**Instructions to follow**
Each record that follows should be transcribed word for word.

**Data extract**

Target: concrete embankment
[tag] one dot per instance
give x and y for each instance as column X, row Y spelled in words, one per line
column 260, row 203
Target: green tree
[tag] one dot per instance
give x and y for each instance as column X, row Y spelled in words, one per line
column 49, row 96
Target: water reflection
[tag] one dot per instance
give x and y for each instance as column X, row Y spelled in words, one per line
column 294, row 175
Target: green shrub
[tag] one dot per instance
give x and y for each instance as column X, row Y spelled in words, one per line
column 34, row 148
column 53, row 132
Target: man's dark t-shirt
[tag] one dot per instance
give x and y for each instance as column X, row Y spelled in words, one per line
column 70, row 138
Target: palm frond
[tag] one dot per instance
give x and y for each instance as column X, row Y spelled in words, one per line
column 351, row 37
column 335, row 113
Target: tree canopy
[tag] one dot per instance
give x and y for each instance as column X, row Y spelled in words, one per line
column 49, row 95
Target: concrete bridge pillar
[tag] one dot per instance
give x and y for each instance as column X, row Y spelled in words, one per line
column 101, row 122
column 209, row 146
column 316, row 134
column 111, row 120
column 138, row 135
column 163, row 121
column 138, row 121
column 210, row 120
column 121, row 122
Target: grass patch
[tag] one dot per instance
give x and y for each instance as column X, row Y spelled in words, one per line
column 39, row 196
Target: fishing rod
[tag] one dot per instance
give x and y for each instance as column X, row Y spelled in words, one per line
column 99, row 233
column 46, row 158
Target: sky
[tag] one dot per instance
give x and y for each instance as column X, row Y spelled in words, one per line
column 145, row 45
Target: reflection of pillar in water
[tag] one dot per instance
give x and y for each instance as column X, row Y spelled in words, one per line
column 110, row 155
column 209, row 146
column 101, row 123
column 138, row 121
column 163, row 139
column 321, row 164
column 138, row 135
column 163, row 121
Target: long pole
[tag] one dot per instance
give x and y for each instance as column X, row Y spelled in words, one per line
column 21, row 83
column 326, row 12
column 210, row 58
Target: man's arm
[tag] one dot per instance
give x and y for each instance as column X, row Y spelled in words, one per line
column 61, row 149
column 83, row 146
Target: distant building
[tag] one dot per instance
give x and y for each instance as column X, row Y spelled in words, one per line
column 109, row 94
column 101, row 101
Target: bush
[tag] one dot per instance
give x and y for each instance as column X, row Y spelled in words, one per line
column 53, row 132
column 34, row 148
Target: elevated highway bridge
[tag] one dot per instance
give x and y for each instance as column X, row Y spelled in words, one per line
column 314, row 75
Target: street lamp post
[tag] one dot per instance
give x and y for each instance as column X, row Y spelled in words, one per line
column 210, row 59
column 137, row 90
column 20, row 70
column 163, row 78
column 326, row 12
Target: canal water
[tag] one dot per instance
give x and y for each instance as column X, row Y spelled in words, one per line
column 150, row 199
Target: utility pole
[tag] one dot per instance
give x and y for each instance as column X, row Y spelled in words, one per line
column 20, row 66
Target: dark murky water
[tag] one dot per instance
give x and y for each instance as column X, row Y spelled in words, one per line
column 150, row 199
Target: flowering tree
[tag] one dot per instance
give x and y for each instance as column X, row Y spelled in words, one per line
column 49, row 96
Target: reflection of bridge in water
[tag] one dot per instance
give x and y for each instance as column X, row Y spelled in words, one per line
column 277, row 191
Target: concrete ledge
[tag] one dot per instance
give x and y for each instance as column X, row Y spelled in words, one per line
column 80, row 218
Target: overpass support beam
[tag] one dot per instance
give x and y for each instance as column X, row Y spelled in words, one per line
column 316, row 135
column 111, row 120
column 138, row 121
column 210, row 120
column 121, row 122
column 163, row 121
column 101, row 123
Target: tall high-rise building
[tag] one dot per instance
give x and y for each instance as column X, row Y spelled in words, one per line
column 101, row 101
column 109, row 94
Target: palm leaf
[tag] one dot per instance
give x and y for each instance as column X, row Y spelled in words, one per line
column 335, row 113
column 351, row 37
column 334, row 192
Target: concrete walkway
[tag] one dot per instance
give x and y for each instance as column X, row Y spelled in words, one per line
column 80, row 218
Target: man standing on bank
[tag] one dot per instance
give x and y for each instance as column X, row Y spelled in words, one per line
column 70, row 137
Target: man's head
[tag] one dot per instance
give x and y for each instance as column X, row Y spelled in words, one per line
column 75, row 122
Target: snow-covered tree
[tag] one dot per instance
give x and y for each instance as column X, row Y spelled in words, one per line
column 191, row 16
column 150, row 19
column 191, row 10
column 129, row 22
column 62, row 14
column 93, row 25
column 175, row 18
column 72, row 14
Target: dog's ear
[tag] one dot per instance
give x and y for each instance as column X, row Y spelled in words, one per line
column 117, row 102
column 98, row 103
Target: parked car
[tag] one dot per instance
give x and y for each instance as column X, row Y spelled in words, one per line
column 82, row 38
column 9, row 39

**Expected answer**
Target: concrete embankment
[tag] one dot per instance
give x and y for each instance as column X, row Y spelled in words, one per line
column 260, row 203
Target: green tree
[tag] one dot per instance
give x and y for each instance as column X, row Y spelled in words, one per line
column 49, row 96
Target: water reflection
[tag] one dot per instance
give x and y for each instance as column X, row Y spelled in words, one per line
column 294, row 175
Target: green shrub
[tag] one dot per instance
give x and y for each instance as column X, row Y spelled in words, one per line
column 34, row 148
column 53, row 132
Target: man's dark t-shirt
[tag] one dot per instance
give x and y for each instance as column X, row Y spelled in words, one per line
column 70, row 138
Target: palm frond
[tag] one dot per instance
give x and y for each instance as column X, row Y spelled in words, one per line
column 351, row 37
column 335, row 113
Target: tree canopy
[tag] one dot per instance
give x and y for each instance as column X, row Y spelled in words, one per line
column 49, row 95
Target: concrete bridge pillar
[tag] one dot per instance
give x and y for each instance as column X, row Y spelled in words, one per line
column 101, row 122
column 209, row 146
column 316, row 134
column 111, row 120
column 138, row 135
column 163, row 121
column 138, row 121
column 210, row 120
column 121, row 122
Target: grass patch
[tag] one dot per instance
give x and y for each instance as column X, row Y spelled in words, one per line
column 39, row 196
Target: fishing rod
[tag] one dot per instance
give x and y for each instance as column X, row Y spelled in words, one per line
column 99, row 233
column 46, row 158
Target: sky
[tag] one dot per instance
give x and y for each instance as column X, row Y spelled in words, one per line
column 145, row 45
Target: reflection of pillar in water
[tag] one dot per instance
give x and y for each instance as column X, row Y spelled in words, one per line
column 110, row 155
column 209, row 146
column 101, row 123
column 138, row 121
column 163, row 139
column 321, row 164
column 138, row 135
column 163, row 121
Target: long pole
[tag] one dot per instance
give x and y for each instance as column X, row Y spelled in words, one per line
column 21, row 83
column 326, row 12
column 210, row 58
Target: man's arm
[tag] one dot per instance
give x and y for each instance as column X, row Y spelled in words, one per line
column 61, row 149
column 83, row 146
Target: distant building
[tag] one dot per instance
give x and y for each instance as column X, row Y spelled in words, one per line
column 109, row 94
column 101, row 101
Target: bush
[tag] one dot per instance
give x and y for each instance as column X, row Y spelled in words, one per line
column 53, row 132
column 34, row 148
Target: elevated highway bridge
[tag] one dot per instance
give x and y for each instance as column X, row Y spelled in words, one per line
column 314, row 75
Target: street lamp post
[tag] one dot per instance
give x and y for each instance as column X, row Y spelled in words, one per line
column 210, row 59
column 137, row 90
column 20, row 70
column 163, row 78
column 326, row 12
Target: canal water
[tag] one dot per instance
give x and y for each instance as column X, row Y spelled in words, one per line
column 150, row 199
Target: utility pole
[tag] one dot per instance
give x and y for each instance as column X, row Y spelled in words, one per line
column 20, row 66
Target: dark murky water
[tag] one dot per instance
give x and y for each instance as column X, row Y spelled in words, one per line
column 150, row 199
Target: flowering tree
[tag] one dot per instance
give x and y for each instance as column X, row Y spelled in words, one per line
column 49, row 96
Target: reflection of bridge in water
[tag] one dot per instance
give x and y for each instance as column X, row Y spelled in words, one per line
column 277, row 191
Target: concrete ledge
[tag] one dot per instance
give x and y for each instance as column X, row Y spelled in words, one per line
column 80, row 218
Target: overpass support beam
[tag] one dot per instance
give x and y for each instance as column X, row Y spelled in words, one per line
column 316, row 135
column 111, row 120
column 138, row 121
column 210, row 120
column 121, row 122
column 163, row 121
column 101, row 123
Target: tall high-rise building
[tag] one dot per instance
give x and y for each instance as column X, row Y spelled in words, one per line
column 101, row 101
column 109, row 94
Target: palm leaf
[tag] one dot per instance
give x and y for each instance as column X, row Y spelled in words, one per line
column 335, row 113
column 351, row 37
column 334, row 192
Target: concrete walkway
[tag] one dot per instance
give x and y for each instance as column X, row Y spelled in words, one per line
column 80, row 218
Target: man standing on bank
[tag] one dot per instance
give x and y for each instance as column X, row Y spelled in words, one per line
column 70, row 137
Target: man's head
[tag] one dot per instance
give x and y for each instance as column X, row Y spelled in words, one per line
column 75, row 122
Target: snow-covered tree
[tag] one dot per instance
give x and y for each instance as column X, row Y spelled in words, one per line
column 191, row 16
column 150, row 19
column 191, row 10
column 129, row 22
column 62, row 14
column 93, row 25
column 175, row 18
column 72, row 14
Target: dog's ear
[tag] one dot per instance
give x and y for each instance as column X, row Y spelled in words, one per line
column 117, row 102
column 98, row 103
Target: parked car
[tag] one dot per instance
give x and y for each instance as column X, row Y spelled in words, one per line
column 82, row 38
column 9, row 39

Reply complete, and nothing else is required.